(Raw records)

********

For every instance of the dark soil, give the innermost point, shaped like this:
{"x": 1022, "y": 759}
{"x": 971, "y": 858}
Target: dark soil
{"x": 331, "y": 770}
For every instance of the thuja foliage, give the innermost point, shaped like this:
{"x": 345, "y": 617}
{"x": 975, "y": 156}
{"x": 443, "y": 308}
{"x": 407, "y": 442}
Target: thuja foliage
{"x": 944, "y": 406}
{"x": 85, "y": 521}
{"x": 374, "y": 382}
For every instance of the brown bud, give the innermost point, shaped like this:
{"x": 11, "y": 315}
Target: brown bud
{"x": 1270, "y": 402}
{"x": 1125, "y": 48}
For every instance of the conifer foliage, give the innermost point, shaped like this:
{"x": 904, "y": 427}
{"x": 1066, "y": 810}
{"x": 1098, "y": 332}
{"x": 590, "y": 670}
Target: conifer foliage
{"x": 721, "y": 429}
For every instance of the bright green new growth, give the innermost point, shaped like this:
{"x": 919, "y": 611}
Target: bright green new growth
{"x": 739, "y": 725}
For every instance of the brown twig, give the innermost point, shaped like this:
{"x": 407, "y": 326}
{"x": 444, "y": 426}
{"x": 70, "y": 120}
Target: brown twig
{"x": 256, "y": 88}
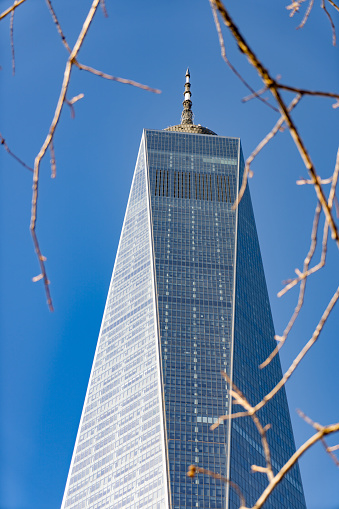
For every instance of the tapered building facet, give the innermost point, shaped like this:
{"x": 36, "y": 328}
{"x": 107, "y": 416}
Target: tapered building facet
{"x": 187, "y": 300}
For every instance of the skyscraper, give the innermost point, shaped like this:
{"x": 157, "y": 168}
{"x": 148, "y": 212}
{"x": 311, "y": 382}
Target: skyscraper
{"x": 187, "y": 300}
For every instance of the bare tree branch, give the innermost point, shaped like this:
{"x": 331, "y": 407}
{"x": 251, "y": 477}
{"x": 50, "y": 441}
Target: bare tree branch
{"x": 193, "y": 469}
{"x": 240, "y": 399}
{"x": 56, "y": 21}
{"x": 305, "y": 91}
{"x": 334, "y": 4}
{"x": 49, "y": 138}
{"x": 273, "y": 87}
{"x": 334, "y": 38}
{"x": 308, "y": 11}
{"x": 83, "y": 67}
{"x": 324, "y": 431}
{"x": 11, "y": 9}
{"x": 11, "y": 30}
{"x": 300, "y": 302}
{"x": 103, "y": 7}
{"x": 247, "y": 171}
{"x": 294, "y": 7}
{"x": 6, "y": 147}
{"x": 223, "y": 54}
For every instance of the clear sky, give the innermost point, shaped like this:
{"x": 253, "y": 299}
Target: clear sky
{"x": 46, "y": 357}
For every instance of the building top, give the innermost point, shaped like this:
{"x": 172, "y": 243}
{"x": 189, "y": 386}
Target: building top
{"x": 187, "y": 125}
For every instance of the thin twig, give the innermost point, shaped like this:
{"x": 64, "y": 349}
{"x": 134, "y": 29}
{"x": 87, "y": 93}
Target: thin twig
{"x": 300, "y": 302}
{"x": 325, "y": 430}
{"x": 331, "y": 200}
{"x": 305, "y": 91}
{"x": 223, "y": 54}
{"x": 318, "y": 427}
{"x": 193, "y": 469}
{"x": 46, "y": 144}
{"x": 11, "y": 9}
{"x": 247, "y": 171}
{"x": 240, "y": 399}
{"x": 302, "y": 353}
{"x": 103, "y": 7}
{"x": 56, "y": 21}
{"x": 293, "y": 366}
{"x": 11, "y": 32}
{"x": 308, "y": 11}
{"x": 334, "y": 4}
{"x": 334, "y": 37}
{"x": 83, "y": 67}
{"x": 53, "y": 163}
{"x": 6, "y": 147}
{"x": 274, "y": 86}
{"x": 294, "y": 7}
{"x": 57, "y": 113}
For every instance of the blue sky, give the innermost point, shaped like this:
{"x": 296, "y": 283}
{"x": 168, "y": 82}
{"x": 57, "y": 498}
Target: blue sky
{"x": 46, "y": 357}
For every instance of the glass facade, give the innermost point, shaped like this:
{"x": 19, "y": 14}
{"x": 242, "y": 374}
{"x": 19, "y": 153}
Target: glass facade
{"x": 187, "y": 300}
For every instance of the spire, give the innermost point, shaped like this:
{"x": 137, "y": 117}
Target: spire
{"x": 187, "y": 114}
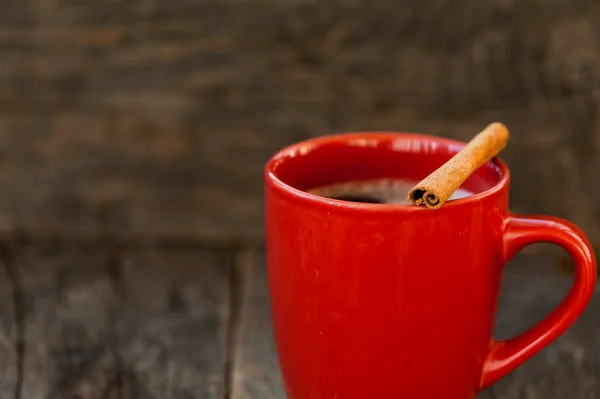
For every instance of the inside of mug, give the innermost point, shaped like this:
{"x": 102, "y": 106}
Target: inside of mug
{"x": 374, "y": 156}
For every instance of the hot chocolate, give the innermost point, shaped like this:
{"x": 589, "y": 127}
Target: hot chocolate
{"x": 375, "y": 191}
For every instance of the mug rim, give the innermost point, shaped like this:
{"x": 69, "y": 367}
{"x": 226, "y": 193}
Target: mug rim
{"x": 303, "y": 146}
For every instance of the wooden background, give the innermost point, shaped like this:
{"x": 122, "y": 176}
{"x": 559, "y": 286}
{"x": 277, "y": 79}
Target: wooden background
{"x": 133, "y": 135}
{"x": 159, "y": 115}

********

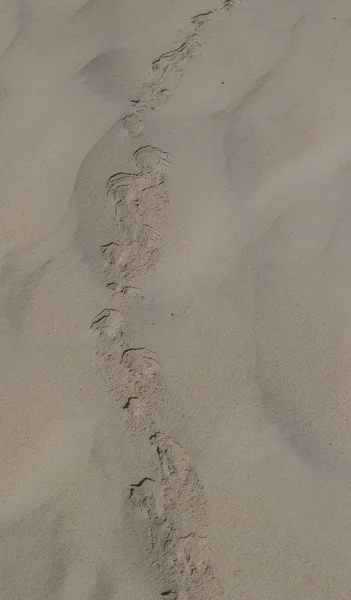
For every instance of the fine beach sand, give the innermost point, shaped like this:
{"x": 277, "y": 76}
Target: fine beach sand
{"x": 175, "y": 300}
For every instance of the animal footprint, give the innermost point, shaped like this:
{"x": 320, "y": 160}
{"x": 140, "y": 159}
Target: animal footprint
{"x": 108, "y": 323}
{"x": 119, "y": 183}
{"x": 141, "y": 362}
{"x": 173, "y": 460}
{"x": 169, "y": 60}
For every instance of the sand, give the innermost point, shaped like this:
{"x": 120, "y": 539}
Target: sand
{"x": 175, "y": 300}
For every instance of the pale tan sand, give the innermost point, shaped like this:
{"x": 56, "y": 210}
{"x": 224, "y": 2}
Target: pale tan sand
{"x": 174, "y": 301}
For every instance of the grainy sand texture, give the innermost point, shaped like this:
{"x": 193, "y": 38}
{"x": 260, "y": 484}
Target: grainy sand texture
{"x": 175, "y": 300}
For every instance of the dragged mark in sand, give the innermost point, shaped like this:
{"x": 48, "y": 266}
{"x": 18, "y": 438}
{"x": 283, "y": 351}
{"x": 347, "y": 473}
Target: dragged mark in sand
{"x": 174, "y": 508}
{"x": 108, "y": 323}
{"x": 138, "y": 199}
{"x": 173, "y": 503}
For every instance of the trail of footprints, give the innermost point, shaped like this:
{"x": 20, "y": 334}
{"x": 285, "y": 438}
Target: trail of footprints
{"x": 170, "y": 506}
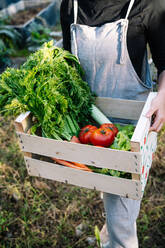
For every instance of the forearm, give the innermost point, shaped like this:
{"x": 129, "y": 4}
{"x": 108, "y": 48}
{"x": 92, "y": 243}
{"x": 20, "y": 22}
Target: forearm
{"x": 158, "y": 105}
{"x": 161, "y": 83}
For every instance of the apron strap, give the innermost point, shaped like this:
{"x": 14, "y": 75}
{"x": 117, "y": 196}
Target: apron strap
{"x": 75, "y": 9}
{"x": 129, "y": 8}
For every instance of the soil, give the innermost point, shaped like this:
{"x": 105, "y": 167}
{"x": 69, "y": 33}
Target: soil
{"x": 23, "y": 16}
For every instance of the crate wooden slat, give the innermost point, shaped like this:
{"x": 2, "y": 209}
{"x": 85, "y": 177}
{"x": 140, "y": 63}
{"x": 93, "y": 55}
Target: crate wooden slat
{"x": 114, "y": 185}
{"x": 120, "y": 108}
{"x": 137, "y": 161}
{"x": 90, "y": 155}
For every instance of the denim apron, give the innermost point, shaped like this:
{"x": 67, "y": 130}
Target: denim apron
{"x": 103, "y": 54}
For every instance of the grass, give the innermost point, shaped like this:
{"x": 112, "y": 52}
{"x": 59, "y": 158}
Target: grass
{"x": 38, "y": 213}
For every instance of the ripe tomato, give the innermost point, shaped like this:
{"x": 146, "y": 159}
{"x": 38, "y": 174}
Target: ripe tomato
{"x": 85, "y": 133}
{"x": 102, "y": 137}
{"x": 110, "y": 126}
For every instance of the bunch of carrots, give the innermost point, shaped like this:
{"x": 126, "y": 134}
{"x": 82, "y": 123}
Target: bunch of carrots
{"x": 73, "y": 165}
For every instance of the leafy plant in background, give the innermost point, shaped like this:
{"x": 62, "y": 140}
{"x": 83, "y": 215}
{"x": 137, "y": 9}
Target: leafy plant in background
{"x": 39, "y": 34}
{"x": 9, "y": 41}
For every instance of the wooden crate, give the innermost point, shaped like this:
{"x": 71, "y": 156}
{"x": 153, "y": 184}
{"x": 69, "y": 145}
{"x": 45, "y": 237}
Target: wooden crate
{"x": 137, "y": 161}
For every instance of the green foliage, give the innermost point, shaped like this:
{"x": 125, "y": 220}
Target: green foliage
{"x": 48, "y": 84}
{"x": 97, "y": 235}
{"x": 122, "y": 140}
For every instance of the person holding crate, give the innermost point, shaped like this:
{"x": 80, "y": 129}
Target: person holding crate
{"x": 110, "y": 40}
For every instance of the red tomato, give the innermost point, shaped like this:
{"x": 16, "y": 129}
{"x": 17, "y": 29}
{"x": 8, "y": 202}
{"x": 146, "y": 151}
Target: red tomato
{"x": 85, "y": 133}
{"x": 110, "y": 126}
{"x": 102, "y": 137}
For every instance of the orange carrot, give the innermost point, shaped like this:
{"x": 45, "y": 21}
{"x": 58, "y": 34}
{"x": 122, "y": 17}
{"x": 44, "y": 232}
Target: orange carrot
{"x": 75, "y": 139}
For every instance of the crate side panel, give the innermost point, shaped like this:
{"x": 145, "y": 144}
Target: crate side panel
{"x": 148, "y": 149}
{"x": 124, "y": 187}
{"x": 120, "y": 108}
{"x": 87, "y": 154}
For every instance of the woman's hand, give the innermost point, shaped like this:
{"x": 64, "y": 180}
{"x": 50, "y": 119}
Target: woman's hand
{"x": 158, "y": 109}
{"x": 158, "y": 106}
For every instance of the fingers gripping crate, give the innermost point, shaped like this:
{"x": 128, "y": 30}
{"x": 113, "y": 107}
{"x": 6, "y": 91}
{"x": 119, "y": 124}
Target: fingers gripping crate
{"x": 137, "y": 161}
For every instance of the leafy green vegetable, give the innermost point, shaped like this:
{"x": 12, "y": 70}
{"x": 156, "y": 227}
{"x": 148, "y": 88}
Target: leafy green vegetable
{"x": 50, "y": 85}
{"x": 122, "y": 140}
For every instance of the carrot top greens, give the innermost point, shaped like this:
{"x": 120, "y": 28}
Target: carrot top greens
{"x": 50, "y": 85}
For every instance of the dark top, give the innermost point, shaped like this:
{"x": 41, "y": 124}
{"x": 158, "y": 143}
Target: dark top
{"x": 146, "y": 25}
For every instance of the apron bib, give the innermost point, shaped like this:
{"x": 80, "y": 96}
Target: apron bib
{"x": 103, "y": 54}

********

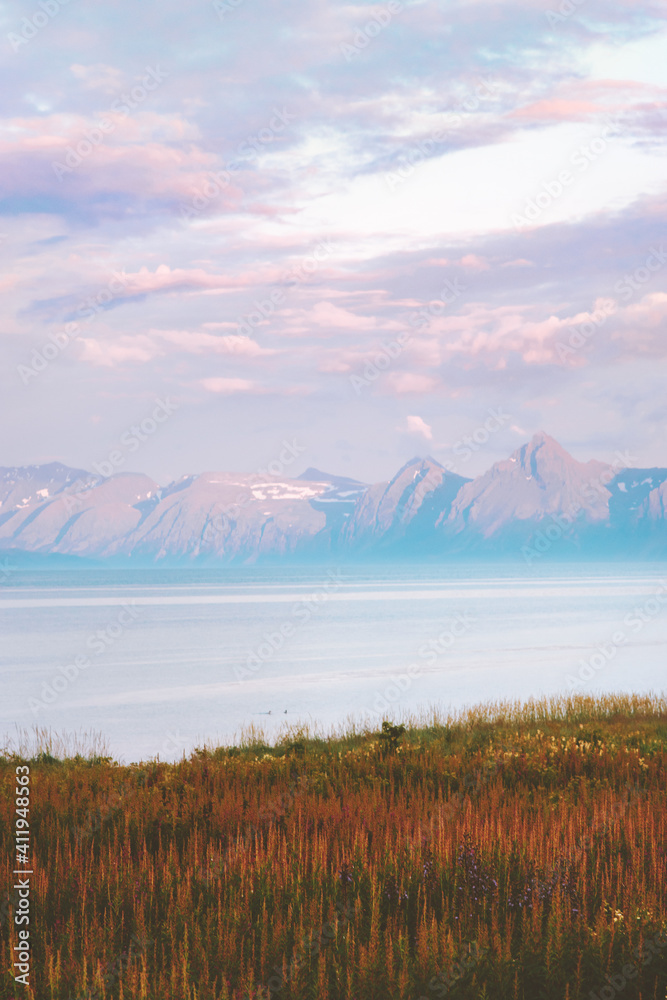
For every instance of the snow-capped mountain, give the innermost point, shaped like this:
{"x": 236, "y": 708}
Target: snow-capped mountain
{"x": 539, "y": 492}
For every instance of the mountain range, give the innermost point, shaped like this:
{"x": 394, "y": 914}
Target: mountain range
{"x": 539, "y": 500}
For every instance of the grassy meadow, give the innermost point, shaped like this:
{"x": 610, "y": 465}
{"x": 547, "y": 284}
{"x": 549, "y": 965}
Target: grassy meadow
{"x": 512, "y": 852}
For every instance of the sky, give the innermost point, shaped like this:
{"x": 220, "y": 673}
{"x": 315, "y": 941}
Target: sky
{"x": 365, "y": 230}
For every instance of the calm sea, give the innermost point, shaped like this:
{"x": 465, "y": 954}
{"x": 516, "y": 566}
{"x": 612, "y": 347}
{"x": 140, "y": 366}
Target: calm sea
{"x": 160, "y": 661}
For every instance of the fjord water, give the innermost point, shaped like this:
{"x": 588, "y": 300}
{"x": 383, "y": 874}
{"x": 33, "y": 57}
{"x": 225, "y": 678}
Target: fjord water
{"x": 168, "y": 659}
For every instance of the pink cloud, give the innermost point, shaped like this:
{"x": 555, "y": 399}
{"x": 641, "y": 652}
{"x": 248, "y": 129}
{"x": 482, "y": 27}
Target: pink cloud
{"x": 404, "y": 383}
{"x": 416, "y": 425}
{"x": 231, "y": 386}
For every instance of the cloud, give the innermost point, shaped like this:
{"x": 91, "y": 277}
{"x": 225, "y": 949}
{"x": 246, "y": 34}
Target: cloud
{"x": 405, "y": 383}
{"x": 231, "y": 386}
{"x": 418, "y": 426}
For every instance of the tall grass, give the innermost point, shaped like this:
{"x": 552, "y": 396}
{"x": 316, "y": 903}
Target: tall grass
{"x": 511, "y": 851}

********

* Your task *
Count the lines of the entries above that contain the string "greens", where case counts. Reply with only the number.

* The reply *
2